[DATA UNDER STUDY — start]

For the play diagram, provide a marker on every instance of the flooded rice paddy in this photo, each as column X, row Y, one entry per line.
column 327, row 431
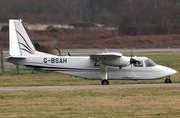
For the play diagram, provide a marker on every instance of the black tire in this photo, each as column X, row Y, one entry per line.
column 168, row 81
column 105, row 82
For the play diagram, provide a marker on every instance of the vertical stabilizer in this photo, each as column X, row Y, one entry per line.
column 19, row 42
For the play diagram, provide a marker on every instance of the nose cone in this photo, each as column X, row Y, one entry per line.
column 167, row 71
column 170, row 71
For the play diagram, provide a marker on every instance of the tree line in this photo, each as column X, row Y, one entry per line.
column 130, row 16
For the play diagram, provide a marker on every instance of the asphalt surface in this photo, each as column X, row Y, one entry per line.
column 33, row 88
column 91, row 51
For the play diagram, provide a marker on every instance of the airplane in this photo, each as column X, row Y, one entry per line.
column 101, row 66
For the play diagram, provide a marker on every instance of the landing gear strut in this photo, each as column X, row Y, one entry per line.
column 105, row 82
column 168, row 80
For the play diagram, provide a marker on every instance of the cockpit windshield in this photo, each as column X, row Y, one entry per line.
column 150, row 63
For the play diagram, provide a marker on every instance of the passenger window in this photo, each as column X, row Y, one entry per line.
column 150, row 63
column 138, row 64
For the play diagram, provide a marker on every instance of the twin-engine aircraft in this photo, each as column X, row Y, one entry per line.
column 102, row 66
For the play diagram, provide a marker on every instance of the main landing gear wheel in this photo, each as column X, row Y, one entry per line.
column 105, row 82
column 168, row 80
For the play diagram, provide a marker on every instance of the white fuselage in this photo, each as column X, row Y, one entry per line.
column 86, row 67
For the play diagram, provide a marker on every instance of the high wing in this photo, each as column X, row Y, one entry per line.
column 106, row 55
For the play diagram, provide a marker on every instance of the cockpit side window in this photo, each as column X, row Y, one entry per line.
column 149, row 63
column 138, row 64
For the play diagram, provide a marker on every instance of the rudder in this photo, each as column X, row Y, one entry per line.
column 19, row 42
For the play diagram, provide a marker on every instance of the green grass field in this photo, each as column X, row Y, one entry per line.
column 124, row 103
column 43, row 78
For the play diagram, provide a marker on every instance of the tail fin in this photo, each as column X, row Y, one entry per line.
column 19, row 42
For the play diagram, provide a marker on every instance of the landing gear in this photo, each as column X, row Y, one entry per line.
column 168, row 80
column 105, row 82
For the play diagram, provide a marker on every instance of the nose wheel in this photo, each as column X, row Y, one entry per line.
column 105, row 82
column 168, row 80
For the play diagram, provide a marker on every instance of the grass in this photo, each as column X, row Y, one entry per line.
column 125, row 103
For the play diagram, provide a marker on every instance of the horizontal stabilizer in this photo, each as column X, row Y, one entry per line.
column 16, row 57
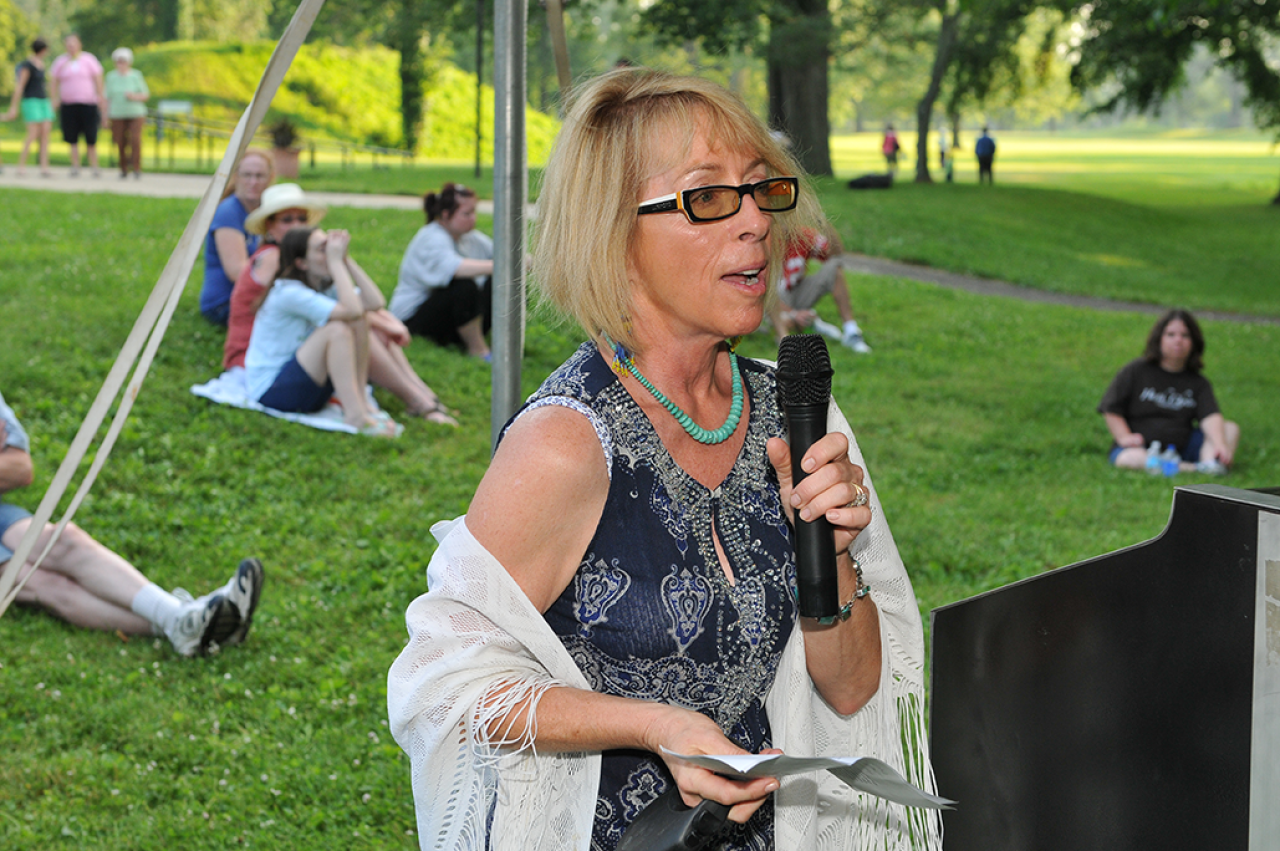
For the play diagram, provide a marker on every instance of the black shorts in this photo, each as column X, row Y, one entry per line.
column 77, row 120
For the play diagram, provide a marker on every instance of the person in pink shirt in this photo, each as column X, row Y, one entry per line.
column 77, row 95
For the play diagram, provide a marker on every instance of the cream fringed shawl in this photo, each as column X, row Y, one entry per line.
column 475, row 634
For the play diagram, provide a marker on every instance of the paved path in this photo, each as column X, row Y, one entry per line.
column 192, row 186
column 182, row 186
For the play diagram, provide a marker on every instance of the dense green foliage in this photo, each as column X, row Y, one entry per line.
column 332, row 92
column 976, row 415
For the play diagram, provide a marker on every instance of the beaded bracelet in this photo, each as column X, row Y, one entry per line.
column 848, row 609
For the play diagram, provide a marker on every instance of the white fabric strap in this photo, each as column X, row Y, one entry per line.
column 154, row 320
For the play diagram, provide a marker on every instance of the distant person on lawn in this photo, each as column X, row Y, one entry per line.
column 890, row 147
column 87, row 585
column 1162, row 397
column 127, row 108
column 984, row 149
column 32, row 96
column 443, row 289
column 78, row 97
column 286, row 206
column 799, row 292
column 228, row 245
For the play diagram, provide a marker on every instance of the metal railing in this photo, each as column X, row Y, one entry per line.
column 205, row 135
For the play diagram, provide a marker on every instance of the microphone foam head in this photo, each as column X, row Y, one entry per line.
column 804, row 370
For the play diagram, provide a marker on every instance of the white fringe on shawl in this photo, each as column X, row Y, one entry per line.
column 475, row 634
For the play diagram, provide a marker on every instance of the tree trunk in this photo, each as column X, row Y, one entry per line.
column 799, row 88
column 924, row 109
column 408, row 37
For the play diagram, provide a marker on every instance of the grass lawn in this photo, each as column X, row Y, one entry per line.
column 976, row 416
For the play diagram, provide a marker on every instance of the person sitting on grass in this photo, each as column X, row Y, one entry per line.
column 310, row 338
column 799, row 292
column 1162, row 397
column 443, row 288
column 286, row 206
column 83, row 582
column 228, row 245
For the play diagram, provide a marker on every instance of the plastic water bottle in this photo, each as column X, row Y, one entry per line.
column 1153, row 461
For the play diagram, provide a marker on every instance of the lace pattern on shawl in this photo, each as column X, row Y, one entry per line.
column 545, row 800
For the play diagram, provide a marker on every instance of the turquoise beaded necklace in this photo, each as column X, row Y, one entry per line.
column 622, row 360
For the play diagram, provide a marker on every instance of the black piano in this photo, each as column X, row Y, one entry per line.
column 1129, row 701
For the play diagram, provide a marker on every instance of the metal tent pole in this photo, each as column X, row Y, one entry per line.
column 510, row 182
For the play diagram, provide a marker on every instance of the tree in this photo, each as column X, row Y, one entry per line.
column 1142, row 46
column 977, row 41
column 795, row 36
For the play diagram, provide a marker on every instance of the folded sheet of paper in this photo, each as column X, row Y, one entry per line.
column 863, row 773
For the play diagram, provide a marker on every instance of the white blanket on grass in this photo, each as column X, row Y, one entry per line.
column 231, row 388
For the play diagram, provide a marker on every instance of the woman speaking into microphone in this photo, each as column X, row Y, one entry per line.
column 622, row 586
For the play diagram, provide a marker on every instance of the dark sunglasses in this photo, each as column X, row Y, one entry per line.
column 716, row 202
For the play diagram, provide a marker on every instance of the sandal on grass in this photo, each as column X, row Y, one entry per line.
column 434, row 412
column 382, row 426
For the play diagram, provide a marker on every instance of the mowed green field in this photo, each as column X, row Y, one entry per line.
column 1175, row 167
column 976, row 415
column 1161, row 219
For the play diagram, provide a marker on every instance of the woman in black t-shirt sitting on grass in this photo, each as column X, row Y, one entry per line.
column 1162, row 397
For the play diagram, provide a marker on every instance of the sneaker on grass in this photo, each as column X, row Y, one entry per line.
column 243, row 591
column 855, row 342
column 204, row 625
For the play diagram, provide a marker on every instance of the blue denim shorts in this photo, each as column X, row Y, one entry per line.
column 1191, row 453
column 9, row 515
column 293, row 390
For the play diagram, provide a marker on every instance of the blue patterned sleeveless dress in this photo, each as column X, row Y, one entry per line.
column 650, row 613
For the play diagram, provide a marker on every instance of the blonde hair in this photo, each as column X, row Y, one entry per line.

[DATA UNDER STUDY — finish]

▶ _EXERCISE_
The job is to copy all the records precisely while omitting any picture.

▶ _ANSWER TO THIS EXERCISE_
For the play diagram, provide a marker on every instance of the flooded rice paddy in this photo, each as column X, row Y, one entry per line.
column 327, row 431
For the play diagram, provide a marker on every instance of the black tire in this photo, each as column X, row Y, one entry per line.
column 168, row 81
column 105, row 82
For the play diagram, provide a marker on every instance of the vertical stabilizer in this photo, each as column X, row Y, one entry per line.
column 19, row 42
For the play diagram, provide a marker on every instance of the nose cone in this photo, each as column X, row Y, one entry per line.
column 167, row 71
column 170, row 71
For the play diagram, provide a marker on every instance of the tree line in this photo, each as column X, row Y, one entry per line.
column 130, row 16
For the play diagram, provide a marker on every instance of the asphalt surface in this photo, each as column X, row Y, one entry per line.
column 33, row 88
column 91, row 51
For the play diagram, provide a marker on every instance of the airplane in this photo, each as column X, row Y, one entry per line.
column 101, row 66
For the play diagram, provide a marker on every instance of the landing gear strut in this photo, each as column X, row Y, one entry per line.
column 105, row 82
column 168, row 80
For the play diagram, provide a marker on every instance of the cockpit windshield in this photo, each as column X, row Y, one entry per line.
column 150, row 63
For the play diagram, provide a marker on every instance of the passenger window in this photo, each as column X, row Y, one entry per line.
column 150, row 63
column 138, row 64
For the play diagram, provide a marker on every instance of the twin-engine aircraft in this photo, each as column X, row Y, one entry per line.
column 102, row 66
For the play diagram, provide a marker on every instance of the main landing gear wheel in this photo, each as column X, row Y, one entry per line.
column 105, row 82
column 168, row 80
For the play diagram, provide a marker on every instance of the white fuselage in this photo, each as column X, row Y, one entry per line.
column 86, row 67
For the play diagram, provide a marker on every instance of the high wing in this photo, each as column X, row Y, one entry per line.
column 106, row 55
For the play diagram, provide a marker on every instance of the cockpit side window in this photo, each as column X, row Y, one entry per line.
column 149, row 63
column 138, row 64
For the play diagram, provide a marker on every instance of the rudder in this photo, each as column X, row Y, one entry per line.
column 19, row 42
For the play diagram, provide a marker on every instance of the green grass field in this photo, each as column X, row Y, one entry per line.
column 124, row 103
column 43, row 78
For the play diagram, provide a marker on every instance of the tail fin in this photo, each as column X, row Y, one entry per line.
column 19, row 42
For the play diagram, provide a marker on every instance of the landing gear in this photo, each as column X, row Y, one entry per line.
column 168, row 80
column 105, row 82
For the play diagram, provide a marker on every instance of the nose wheel in this photo, each as column X, row Y, one entry per line.
column 105, row 82
column 168, row 80
For the play diagram, provide a marker on every instance of the grass in this photo, each as column X, row Y, one entry per line.
column 125, row 103
For the play diagram, provide a marker on every instance of the horizontal stabilizer in this photo, each as column X, row Y, one entry per line.
column 16, row 57
For the play diagram, provide a marker on every instance of the black shorts in this photo, each as column X, row Y, one entry per line.
column 77, row 120
For the play diagram, provide a marker on every instance of the person in pink shirt in this photo, each as column X, row Y, one entry per line.
column 77, row 95
For the play diagram, provide a marker on every instance of the cream fringed shawl in this photo, each as column X, row Y, one entry per line.
column 475, row 634
For the play diagram, provide a marker on every instance of the paved path in this photo, each as column X, row Y, one entry per line.
column 192, row 186
column 182, row 186
For the play diagram, provide a marker on every instance of the dense green foliage in this photo, each as column X, row Y, one entry per line.
column 332, row 92
column 976, row 415
For the play diagram, provide a marker on every instance of the beaded bracelet in this photo, each as column X, row Y, one entry per line.
column 848, row 609
For the play diagram, provide a marker on every instance of the white fabric strap in this photo, each as column X, row Y, one entry per line.
column 154, row 320
For the play diagram, provide a marker on every instance of the distant person on lawn in this photo, each as column X, row Y, one entry per line.
column 890, row 147
column 87, row 585
column 1162, row 397
column 127, row 108
column 984, row 149
column 32, row 96
column 443, row 289
column 78, row 97
column 286, row 206
column 799, row 292
column 228, row 245
For the play diagram, provide a marker on every instance of the metal railing in this photo, each as column X, row Y, one entry per line.
column 205, row 135
For the play diagram, provide a marker on every instance of the microphone foam head in this photo, each as column X, row Y, one entry per line.
column 804, row 370
For the play diagram, provide a marker on every instance of the white fringe on shawl in this photo, each as column X, row Y, one entry per line.
column 475, row 634
For the play diagram, provide a marker on every instance of the tree trunk in this photo, each as column X, row Y, one entry per line.
column 799, row 88
column 924, row 109
column 408, row 37
For the play diagram, provide a marker on every instance of the grass lawn in this photo, each as column X, row Y, one entry per line.
column 976, row 416
For the play diagram, provide a marker on every instance of the person sitting on grass in this photo, each as column X, row Y, one entry per line.
column 310, row 338
column 799, row 292
column 1162, row 397
column 443, row 288
column 286, row 206
column 83, row 582
column 228, row 245
For the play diagram, provide a marker on every instance of the plastic water bottle in this photo, each as column X, row Y, one entry per line.
column 1153, row 461
For the play diagram, provide a marker on every instance of the lace pattern on shawl in this photo, each as column X, row Y, one entry per line.
column 545, row 800
For the play diagram, provide a marker on every instance of the turquoise beaded necklace in this photo, each as column X, row Y, one entry per line.
column 622, row 360
For the play diagram, provide a marker on every instance of the black piano in this photo, each as column X, row Y, one entry per line.
column 1129, row 701
For the play diagram, provide a marker on every instance of the metal tent pole in this photo, each as column X, row Y, one entry per line.
column 510, row 182
For the play diagram, provide a marker on every instance of the tree in this photo, each as column X, row Y, one entry per line.
column 1142, row 46
column 977, row 41
column 795, row 36
For the play diagram, provide a marker on every instance of the folded sheet of paper in this photo, each as column X, row Y, one entry per line.
column 863, row 773
For the play diagram, provide a marker on every instance of the white blanket on grass in this photo, each as column X, row Y, one entry per line.
column 231, row 388
For the play diagram, provide a marker on every instance of the woman speaking into microphone in this photo, each as column X, row Y, one entry per line.
column 622, row 586
For the play diagram, provide a marker on every instance of the dark sunglasses in this photo, each as column X, row Y, one entry per line.
column 716, row 202
For the play diagram, provide a marker on every instance of the sandal on grass in this photo, each as column X, row Y, one entry per line.
column 434, row 412
column 382, row 426
For the play diagram, provide a marker on every instance of the mowed green field in this photo, each as column X, row Y, one entry per line.
column 1175, row 167
column 976, row 415
column 1161, row 219
For the play diagram, provide a marker on every instance of the woman in black t-shirt sitting on grass in this photo, each as column X, row Y, one entry per line.
column 1162, row 397
For the play diagram, provide a marker on every instance of the sneaker on grass in this photo, each as column X, row Y, one entry per line.
column 243, row 591
column 855, row 342
column 204, row 625
For the play diagram, provide a marker on every instance of the blue denim shorts in this photo, each as column X, row Y, one entry per line.
column 1191, row 453
column 9, row 515
column 293, row 390
For the play diagram, provide a marker on every instance of the blue patterned sleeveless dress in this photo, each as column X, row Y, one entry per line.
column 650, row 613
For the play diagram, provide a marker on every instance of the blonde hair in this photo, each as column X, row Y, one entry per line.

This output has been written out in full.